## Consigne écrite 1
Dans le compte rendu du concert de Tee et des Paladins, qui a enregistré et produit l'album « this is...TEE » ?
## Consigne écrite 2
Poursuivez le compte rendu du concert de Tee et des Paladins à la suite de sa dernière phrase.

── Passage fourni

Dimanche 10/6, Tee et The Paladins, dans le cadre du Boogie Town Festival à l'Orangerie du Botanique à Bruxelles.

The Paladins vus deux fois déjà à différentes éditions du même festival (87 et 00) avec toujours énormément de plaisir, mais dans des prestations écourtées (timing de festival) et sous chapiteau/hangar (son moyen).
Tee (Marc Thijs) duquel j'avais adoré l'album "this is...TEE" (enregistré et produit par... Thomas Yearsley, bassiste des Paladins) et que je rêvais d'entendre en "live".

Tee s'est présenté avec son groupe composé de lui-même à la guitare et au chant, Wilfried Maes à la batterie, Renaud Lesire à la basse, deux sax: Jan Boekaerts sax bariton et Bies "JB" Biesmans ou Stefan Thaens sax ténor et un organiste dont je n'ai pas retenu le nom (honte sur moi, mais j'ai VRAIMENT un problème avec les noms!).

Look résolument '50, ils nous ont offert une excellente prestation revisitant l'album "this is...TEE" et présentant également quelques morceaux du prochain (qui devrait sortir d'ici octobre, novembre) qui sera, si on en croit les quelques extraits entendus dimanche, de grande qualité. Un son incroyable, mélange de sonorités '50 et d'aujourd'hui, un orgue surprenant mais devenant vite indispensable, les cuivres (sax = cuivres?) swinguant, jazzy, une section rythmique à toute épreuve et surtout, le chant aigu de Tee, plaintif, gémissant, rigolard (clins d'oil au public) et de l'humour.

────
── Extraits des données

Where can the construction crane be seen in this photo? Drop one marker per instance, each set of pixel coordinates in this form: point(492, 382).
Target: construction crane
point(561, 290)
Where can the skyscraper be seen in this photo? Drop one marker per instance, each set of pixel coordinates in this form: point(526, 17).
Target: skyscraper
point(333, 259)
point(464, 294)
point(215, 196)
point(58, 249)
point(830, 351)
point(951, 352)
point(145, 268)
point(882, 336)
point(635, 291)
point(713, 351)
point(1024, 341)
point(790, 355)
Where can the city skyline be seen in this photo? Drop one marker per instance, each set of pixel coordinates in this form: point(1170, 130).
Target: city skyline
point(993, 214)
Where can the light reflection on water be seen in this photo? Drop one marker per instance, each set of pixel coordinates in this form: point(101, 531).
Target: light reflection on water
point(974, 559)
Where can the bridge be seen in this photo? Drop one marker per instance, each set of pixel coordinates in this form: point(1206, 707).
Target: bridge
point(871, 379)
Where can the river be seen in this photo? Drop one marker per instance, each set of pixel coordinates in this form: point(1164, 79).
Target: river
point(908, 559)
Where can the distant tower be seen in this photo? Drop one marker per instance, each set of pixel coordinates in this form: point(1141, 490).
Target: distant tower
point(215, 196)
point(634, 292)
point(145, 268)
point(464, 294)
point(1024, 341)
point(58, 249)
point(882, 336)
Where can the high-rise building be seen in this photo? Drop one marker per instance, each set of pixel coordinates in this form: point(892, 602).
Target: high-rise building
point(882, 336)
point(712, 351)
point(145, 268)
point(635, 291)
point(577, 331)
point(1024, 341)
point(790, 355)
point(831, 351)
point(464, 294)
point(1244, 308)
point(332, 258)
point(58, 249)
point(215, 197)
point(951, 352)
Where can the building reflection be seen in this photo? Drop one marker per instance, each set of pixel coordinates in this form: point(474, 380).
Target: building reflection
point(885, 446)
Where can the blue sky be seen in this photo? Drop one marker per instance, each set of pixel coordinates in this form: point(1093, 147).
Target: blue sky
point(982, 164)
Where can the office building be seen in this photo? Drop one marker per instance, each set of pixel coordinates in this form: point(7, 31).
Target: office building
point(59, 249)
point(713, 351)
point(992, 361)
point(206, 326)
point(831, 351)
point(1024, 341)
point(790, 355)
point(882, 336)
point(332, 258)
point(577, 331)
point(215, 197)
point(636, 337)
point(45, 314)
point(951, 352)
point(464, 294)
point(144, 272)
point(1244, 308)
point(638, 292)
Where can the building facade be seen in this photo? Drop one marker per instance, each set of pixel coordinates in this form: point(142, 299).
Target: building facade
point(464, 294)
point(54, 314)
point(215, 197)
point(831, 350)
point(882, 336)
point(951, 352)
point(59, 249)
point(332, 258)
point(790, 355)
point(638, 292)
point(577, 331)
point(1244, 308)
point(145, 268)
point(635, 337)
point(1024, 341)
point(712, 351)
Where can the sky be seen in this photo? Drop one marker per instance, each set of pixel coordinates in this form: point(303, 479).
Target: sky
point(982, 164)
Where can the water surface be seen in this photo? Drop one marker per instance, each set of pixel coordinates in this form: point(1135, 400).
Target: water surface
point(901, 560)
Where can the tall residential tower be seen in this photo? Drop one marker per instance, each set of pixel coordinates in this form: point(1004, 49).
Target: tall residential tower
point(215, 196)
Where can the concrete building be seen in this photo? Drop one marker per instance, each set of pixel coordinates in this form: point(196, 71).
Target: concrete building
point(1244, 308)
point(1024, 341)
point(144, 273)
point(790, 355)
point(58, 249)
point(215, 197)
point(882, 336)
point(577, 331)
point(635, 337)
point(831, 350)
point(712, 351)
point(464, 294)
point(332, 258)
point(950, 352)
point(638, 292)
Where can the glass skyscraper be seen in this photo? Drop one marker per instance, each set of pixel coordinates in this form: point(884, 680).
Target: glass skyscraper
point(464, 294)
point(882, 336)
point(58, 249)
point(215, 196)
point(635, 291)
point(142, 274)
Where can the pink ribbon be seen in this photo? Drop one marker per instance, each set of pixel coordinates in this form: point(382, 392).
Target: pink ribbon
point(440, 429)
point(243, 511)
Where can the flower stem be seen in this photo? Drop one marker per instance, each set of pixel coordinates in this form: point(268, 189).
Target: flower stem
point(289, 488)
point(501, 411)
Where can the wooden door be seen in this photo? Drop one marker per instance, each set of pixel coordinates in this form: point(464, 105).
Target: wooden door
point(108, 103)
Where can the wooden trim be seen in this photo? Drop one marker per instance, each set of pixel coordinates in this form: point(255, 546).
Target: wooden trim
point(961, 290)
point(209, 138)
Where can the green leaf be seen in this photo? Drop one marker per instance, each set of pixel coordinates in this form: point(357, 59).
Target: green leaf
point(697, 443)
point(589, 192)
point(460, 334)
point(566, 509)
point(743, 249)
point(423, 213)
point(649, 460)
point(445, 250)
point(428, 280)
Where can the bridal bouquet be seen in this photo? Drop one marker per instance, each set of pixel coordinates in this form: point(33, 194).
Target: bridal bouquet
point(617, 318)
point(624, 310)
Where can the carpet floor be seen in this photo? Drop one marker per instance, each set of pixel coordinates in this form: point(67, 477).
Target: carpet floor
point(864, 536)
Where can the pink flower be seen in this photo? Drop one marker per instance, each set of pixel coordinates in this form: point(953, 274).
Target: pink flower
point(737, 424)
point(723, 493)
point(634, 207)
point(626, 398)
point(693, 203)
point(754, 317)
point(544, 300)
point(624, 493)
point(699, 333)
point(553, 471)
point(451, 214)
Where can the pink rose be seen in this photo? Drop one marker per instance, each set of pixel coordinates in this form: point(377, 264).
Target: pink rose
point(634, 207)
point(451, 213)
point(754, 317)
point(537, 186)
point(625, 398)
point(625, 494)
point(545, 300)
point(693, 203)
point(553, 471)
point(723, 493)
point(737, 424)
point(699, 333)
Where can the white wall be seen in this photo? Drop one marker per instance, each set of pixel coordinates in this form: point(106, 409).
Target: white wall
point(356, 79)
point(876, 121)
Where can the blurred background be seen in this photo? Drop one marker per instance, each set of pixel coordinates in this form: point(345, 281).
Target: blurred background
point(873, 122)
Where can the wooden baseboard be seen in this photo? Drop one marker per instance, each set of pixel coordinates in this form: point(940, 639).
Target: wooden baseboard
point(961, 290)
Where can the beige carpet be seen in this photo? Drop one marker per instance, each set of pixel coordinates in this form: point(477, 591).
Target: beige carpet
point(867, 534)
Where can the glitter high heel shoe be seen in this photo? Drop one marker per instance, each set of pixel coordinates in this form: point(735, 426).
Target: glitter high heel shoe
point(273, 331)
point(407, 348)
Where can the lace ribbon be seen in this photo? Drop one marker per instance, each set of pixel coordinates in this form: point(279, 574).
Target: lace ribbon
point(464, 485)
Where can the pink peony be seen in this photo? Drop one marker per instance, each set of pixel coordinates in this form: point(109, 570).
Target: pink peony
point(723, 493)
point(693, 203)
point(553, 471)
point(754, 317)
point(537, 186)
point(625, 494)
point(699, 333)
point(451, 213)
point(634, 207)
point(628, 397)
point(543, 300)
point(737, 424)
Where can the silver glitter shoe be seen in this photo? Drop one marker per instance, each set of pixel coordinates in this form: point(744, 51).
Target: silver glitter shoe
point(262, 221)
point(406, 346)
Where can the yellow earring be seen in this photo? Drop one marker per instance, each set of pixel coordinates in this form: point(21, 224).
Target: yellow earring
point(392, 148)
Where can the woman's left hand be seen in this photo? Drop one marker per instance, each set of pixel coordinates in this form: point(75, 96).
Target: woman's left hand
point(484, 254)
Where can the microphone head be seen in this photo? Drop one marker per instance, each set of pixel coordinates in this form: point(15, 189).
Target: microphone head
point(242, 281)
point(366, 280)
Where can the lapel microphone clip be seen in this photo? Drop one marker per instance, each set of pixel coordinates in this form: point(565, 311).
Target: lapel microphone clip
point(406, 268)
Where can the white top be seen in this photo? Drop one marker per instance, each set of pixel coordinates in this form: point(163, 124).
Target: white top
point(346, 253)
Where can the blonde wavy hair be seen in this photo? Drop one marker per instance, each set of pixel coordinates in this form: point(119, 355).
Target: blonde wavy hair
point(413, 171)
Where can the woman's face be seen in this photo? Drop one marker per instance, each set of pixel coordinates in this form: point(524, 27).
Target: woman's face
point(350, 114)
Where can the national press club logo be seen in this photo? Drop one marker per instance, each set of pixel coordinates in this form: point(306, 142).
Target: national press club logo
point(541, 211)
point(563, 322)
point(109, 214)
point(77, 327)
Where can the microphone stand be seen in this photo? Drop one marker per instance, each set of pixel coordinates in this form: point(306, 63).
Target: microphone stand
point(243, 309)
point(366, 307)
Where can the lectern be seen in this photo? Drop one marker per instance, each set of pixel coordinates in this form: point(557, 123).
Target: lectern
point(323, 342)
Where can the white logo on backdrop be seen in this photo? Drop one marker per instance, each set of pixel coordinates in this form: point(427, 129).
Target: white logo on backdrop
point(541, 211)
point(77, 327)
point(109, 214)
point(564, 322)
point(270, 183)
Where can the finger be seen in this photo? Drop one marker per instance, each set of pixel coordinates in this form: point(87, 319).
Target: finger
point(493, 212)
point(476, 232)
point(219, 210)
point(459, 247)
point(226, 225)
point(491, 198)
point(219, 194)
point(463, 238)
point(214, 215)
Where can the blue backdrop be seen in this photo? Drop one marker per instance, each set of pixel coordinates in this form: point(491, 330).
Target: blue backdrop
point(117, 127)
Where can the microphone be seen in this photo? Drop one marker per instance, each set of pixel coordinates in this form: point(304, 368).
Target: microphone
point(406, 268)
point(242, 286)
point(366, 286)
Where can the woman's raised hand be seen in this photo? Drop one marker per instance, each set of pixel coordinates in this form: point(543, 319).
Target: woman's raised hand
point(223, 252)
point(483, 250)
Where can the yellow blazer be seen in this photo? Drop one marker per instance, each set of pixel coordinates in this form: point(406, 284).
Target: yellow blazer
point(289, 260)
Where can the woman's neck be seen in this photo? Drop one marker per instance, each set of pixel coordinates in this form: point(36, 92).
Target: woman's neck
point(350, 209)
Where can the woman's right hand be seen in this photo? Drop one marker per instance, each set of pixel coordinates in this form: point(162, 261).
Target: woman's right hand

────

## Résultat attendu 1
Thomas Yearsley, le bassiste des Paladins.

## Résultat attendu 2
Au début du dernier morceau de leur set, une petite question aux spectateurs, l'air de rien, "Are you ready for The Paladins?" mettant les choses au point: The Paladins = LA vedette de la soirée!! Un rappel de Tee, seul, a cappella interprétant "All the Time", les instruments mimés avec la bouche et avec les mains "doudoum-doum-doum-doum" (la contrebasse), "taritataa", (la trompette) et fin de la chanson en empoignant Gonzalez sur le côté de la scène pour l'obliger à venir se faire applaudir par le public ravi.

Après une boisson non-alcoolisée (appelez-moi Bob = private joke made in B), The Paladins arrivent sur scène, et débutent le concert assez cool (enfin, ce que l'on peut appeler cool pour les Paladins...). et swing. Puis, en une fois, alors que tout le monde dodeline gentiment de la tête, ils se déchaînent et partent à Mach 5 dans un show époustouflant. Ceux qui n'étaient pas prêts se sont retrouvés sur le c... Les fans, eux, s'y attendaient! (nombreux types gominés, et vêtus de la veste aux couleurs du groupe).

A partir de là, ils ne se sont plus arrêtés. Au propre comme au figuré, enchaînant des morceaux des précédents cd et d'autres du dernier sorti "SLIPPIN' IN" pimentés de quelques "oldies" (ne me demandez pas de noms... ;-)).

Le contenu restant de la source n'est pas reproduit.